— start of Data shown —

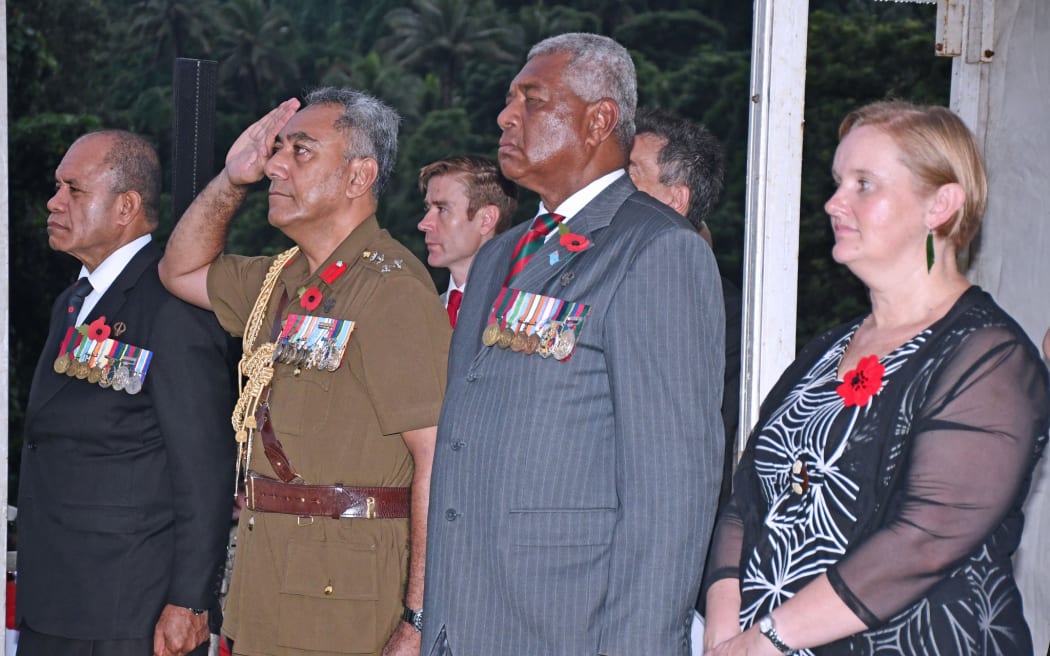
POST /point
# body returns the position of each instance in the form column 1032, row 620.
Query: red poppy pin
column 863, row 382
column 571, row 240
column 98, row 330
column 310, row 298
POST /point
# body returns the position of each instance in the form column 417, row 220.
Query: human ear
column 947, row 199
column 362, row 174
column 603, row 118
column 486, row 217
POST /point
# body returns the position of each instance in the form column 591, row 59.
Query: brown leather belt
column 333, row 501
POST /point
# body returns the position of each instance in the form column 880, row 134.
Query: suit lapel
column 46, row 383
column 542, row 270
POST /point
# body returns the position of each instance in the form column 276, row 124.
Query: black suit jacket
column 125, row 501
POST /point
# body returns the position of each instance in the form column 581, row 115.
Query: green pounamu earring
column 929, row 251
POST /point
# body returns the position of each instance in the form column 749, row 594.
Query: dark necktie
column 530, row 242
column 455, row 298
column 80, row 291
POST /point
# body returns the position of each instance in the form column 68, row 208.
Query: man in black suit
column 127, row 461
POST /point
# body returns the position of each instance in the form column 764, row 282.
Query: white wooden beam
column 4, row 296
column 774, row 184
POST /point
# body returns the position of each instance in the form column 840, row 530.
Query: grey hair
column 370, row 126
column 135, row 167
column 600, row 68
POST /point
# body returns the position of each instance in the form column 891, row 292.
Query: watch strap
column 768, row 628
column 413, row 617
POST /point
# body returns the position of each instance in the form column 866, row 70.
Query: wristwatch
column 767, row 628
column 414, row 617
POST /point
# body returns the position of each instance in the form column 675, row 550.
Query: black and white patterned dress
column 909, row 503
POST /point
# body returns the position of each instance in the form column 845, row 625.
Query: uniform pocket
column 329, row 597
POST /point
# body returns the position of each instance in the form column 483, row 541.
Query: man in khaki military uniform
column 345, row 345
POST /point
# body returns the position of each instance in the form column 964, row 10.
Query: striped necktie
column 80, row 292
column 530, row 242
column 455, row 298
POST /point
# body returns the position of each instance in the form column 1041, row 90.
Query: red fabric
column 455, row 298
column 11, row 604
column 530, row 242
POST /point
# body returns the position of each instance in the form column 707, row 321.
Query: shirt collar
column 571, row 206
column 106, row 273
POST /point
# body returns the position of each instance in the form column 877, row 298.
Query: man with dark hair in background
column 683, row 165
column 127, row 460
column 468, row 202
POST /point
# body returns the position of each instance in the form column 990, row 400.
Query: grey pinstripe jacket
column 571, row 502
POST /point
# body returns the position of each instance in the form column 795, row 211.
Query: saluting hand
column 249, row 153
column 179, row 631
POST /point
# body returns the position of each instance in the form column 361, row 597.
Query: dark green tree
column 440, row 36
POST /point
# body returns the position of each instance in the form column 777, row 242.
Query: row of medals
column 555, row 339
column 103, row 374
column 321, row 356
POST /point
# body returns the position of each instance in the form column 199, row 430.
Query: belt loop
column 250, row 491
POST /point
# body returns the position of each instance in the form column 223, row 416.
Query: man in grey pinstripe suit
column 580, row 445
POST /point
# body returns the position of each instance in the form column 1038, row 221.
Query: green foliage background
column 76, row 65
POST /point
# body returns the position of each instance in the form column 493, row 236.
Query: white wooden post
column 774, row 187
column 4, row 286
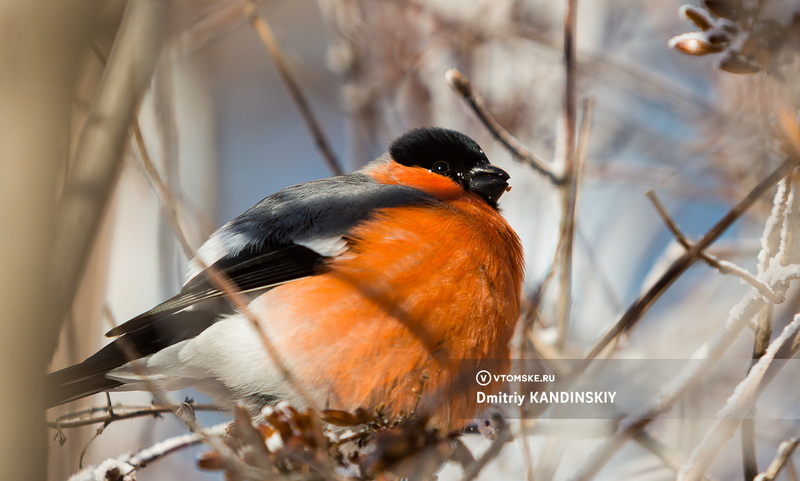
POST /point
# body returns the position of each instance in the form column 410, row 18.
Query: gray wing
column 267, row 245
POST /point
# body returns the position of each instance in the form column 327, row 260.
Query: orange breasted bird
column 369, row 285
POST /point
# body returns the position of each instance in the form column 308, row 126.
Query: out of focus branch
column 723, row 266
column 97, row 155
column 785, row 451
column 459, row 83
column 680, row 265
column 317, row 134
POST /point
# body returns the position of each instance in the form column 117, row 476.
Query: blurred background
column 222, row 132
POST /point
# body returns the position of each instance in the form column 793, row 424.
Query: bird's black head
column 454, row 155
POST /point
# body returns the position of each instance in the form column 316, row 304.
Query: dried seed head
column 695, row 43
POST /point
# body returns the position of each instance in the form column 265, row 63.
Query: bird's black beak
column 488, row 181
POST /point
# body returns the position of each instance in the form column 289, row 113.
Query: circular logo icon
column 483, row 377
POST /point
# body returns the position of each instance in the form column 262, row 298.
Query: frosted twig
column 124, row 466
column 785, row 451
column 723, row 266
column 680, row 265
column 117, row 413
column 740, row 403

— end of Data shown —

**Task goal**
Rewrite all of the records above, replacing every "Query" with "Prompt" and keeping everything else the same. Omit the pictures from your answer.

**Response**
POST /point
# body returns the position of each instance in the form column 1032, row 620.
Prompt: red poppy pin
column 863, row 382
column 571, row 240
column 98, row 330
column 310, row 298
POST /point
# body returns the position of each instance in the form column 417, row 220.
Prompt: human ear
column 947, row 199
column 362, row 174
column 603, row 118
column 486, row 217
POST /point
# body returns the position of each instance in the form column 591, row 59.
Prompt: brown leather belt
column 333, row 501
POST /point
# body returns the position of each instance in the form column 880, row 134.
Prompt: suit lapel
column 46, row 383
column 542, row 270
POST /point
# body returns the position of each instance in the form column 276, row 124.
Prompt: black suit jacket
column 125, row 501
POST /point
# body returns the position of each instance in the form column 581, row 115.
Prompt: green pounamu earring
column 929, row 251
POST /point
# body returns the position of each instance in the form column 749, row 594.
Prompt: dark necktie
column 530, row 242
column 455, row 298
column 80, row 291
POST /point
# body returns the position of each instance in the form column 68, row 208.
Prompt: man in black suit
column 127, row 461
POST /point
# body returns the position of each instance in the form column 764, row 282.
Prompt: white wooden beam
column 4, row 296
column 774, row 184
POST /point
# body returns the position of each instance in the form column 840, row 530.
Prompt: grey hair
column 370, row 126
column 135, row 167
column 600, row 68
POST /point
# body returns the position of each instance in the form column 891, row 292.
Prompt: watch strap
column 768, row 628
column 413, row 617
POST /point
# body returns the position of each instance in the form column 866, row 70.
Prompt: wristwatch
column 767, row 628
column 414, row 617
POST /point
# body returns the position of each instance in the form column 675, row 550.
Prompt: black and white patterned dress
column 909, row 503
POST /point
# body returns the position of each instance in the form column 845, row 625.
Prompt: uniform pocket
column 329, row 597
POST /point
# body returns the position of each instance in the form column 483, row 541.
Prompt: man in khaki military uniform
column 345, row 345
POST /point
# body returns the position of each instance in the form column 964, row 10.
Prompt: striped necktie
column 80, row 292
column 530, row 242
column 455, row 298
POST /point
# body returns the position of each instance in the form column 1041, row 90.
Prompt: red fabric
column 455, row 298
column 11, row 604
column 530, row 242
POST /point
# body returns the position of each instance in the form column 707, row 321.
Prompt: shirt collar
column 571, row 206
column 106, row 273
POST /point
# body returns the position of each instance in the form column 877, row 298.
Prompt: man with dark hair in background
column 683, row 165
column 127, row 460
column 468, row 202
POST /point
# body returns the position of each instance in the form column 990, row 400.
Prompt: grey pinstripe jacket
column 571, row 502
POST /point
# body returns the position of each instance in the form column 795, row 211.
Prompt: saluting hand
column 249, row 153
column 179, row 631
POST /point
# body returns the position of each instance in the form column 361, row 597.
Prompt: dark green tree
column 440, row 36
POST /point
# body returns the position of each instance in the form column 777, row 242.
Prompt: row of medals
column 555, row 339
column 103, row 374
column 321, row 356
POST /point
# body returns the position of each instance in the form column 199, row 430.
Prompt: belt loop
column 250, row 491
POST /point
# body returns the position of each instance in the form column 223, row 416.
Prompt: man in grey pinstripe suit
column 580, row 445
POST /point
# body returns the position of each instance in the form column 1038, row 221.
Prompt: green foliage background
column 76, row 65
POST /point
# body returns the position of each instance in the form column 493, row 236.
Prompt: white wooden post
column 774, row 187
column 4, row 286
POST /point
# body returns the position of each instance in the form column 410, row 18.
Prompt: gray wing
column 267, row 245
POST /point
# body returns the position of each instance in the form column 327, row 260.
Prompt: orange breasted bird
column 369, row 285
POST /point
# body returns the position of each instance in the form column 308, row 126.
Prompt: out of focus branch
column 723, row 266
column 97, row 155
column 785, row 451
column 459, row 83
column 680, row 265
column 317, row 134
POST /point
# body returns the position of each instance in the form column 117, row 476.
Prompt: blurred background
column 222, row 132
POST /point
# body returns the position of each instance in the form column 793, row 424.
Prompt: bird's black head
column 454, row 155
POST /point
# body returns the position of each instance in the form column 316, row 304.
Prompt: dried seed head
column 695, row 43
POST /point
# body returns the position of each instance in the form column 265, row 63.
Prompt: bird's black beak
column 488, row 181
POST /point
# body returns the position of each instance in the form column 289, row 113.
Prompt: circular logo icon
column 483, row 377
POST /point
# body returns the position of each instance in the form column 262, row 298.
Prompt: frosted twig
column 124, row 466
column 785, row 451
column 723, row 266
column 680, row 265
column 117, row 413
column 740, row 403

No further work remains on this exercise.